### Task item
Write the next part of the review summary on withdrawing blood pressure medicines and its effects on thinking and dementia, starting after its final sentence.

### Reading passage
<<<<

Two review authors examined titles and abstracts of citations identified by the search for eligibility, retrieving full texts where needed to identify studies for inclusion, with any disagreement resolved by involvement of a third author. Data were extracted independently on primary and secondary outcomes. We used standard methodological procedures expected by Cochrane.
The primary outcome measures of interest were changes in global and specific cognitive function and incidence of dementia; secondary outcomes included change in systolic and diastolic blood pressure, mortality, adverse events (including cardiovascular events, hospitalisation and falls) and adherence to withdrawal. The quality of the evidence was evaluated using the GRADE approach.
We included two RCTs investigating withdrawal of antihypertensives in 2490 participants. There was substantial clinical heterogeneity between the included studies, therefore we did not combine data for our primary outcome. Overall, the quality of included studies was high and the risk of bias was low. Neither study investigated incident dementia.

>>>>

### Extracted data
<<<<

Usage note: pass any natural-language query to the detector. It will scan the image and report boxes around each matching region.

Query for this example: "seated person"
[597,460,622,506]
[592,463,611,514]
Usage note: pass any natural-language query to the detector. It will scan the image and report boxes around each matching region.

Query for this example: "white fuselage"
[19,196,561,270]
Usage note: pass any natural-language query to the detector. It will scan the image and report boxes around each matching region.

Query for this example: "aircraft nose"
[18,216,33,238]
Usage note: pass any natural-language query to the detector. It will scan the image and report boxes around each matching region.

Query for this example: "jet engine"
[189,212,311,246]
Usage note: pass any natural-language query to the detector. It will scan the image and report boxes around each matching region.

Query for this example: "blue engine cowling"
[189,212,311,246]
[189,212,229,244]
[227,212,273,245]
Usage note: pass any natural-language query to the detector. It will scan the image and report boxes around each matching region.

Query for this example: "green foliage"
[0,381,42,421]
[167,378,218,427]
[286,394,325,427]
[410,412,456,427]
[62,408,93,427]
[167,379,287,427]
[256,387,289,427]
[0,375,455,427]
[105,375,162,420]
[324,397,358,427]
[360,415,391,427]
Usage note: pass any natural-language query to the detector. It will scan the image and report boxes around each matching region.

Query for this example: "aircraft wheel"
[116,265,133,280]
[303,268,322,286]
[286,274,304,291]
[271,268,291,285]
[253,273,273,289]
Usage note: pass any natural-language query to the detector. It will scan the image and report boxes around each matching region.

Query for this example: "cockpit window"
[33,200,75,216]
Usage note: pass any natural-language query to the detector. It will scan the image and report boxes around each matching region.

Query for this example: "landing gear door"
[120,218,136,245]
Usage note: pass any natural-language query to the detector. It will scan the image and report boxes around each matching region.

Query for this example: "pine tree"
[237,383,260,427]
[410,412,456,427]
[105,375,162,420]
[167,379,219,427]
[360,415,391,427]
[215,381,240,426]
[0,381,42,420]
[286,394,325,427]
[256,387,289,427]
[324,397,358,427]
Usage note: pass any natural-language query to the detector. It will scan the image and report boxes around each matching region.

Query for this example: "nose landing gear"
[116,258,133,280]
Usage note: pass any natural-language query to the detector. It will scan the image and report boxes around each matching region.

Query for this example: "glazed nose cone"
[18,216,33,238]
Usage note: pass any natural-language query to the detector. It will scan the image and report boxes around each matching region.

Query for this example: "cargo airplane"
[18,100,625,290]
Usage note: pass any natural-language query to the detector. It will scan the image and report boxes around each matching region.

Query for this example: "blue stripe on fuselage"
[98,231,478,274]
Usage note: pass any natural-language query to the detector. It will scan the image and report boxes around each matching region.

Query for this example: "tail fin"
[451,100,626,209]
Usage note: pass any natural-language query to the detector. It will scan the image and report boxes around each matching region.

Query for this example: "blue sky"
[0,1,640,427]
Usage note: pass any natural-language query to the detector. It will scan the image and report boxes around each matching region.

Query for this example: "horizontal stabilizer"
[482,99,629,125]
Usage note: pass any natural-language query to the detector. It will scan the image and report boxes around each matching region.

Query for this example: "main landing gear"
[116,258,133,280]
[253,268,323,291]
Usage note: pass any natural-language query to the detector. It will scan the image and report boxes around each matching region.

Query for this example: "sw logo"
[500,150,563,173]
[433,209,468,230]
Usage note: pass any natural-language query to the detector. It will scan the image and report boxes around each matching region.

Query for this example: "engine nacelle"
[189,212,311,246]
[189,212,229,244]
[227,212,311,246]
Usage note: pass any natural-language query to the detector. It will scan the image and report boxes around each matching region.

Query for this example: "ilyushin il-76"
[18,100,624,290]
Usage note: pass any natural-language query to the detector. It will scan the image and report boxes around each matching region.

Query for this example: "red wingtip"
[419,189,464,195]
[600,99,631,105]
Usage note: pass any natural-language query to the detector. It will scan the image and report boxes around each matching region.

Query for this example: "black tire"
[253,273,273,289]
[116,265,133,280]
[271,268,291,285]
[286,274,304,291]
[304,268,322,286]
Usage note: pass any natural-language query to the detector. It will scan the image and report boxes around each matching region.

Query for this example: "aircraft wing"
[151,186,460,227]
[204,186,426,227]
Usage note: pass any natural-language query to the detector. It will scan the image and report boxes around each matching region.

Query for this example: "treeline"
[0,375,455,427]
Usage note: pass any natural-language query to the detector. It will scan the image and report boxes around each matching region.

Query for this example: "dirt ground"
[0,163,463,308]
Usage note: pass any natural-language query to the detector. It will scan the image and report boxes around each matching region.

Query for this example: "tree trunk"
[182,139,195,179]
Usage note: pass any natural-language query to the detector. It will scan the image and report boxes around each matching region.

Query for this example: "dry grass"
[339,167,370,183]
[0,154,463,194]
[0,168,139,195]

>>>>

### Written response
One study assessed withholding previously prescribed antihypertensive drugs for seven days following acute stroke. Cognition was assessed using telephone Mini-Mental State Examination (t-MMSE) and Telephone Interview for Cognitive Status (TICS-M) at 90 days as a secondary outcome. The t-MMSE score was a mean of 1.0 point higher in participants who withdrew antihypertensive medications compared to participants who continued them (95% confidence interval (CI) 0.35 to 1.65; 1784 participants) and the TICS-M was a mean of 2.10 points higher (95% CI 0.69 to 3.51; 1784 participants). However, in both cases the evidence was of very low quality downgraded due to risk of bias, indirectness and evidence from a single study. The other study was community based and included participants with mild cognitive impairment. Drug withdrawal was for 16 weeks. Cognitive performance was assessed using a composite of at least five out of six cognitive tests. There was no evidence of a difference comparing participants who withdrew antihypertensive medications and participants who continued (mean difference 0.02 points, 95% CI -0.19 to 0.21; 351 participants). This evidence was of low quality and was downgraded due to risk of bias and evidence from single study.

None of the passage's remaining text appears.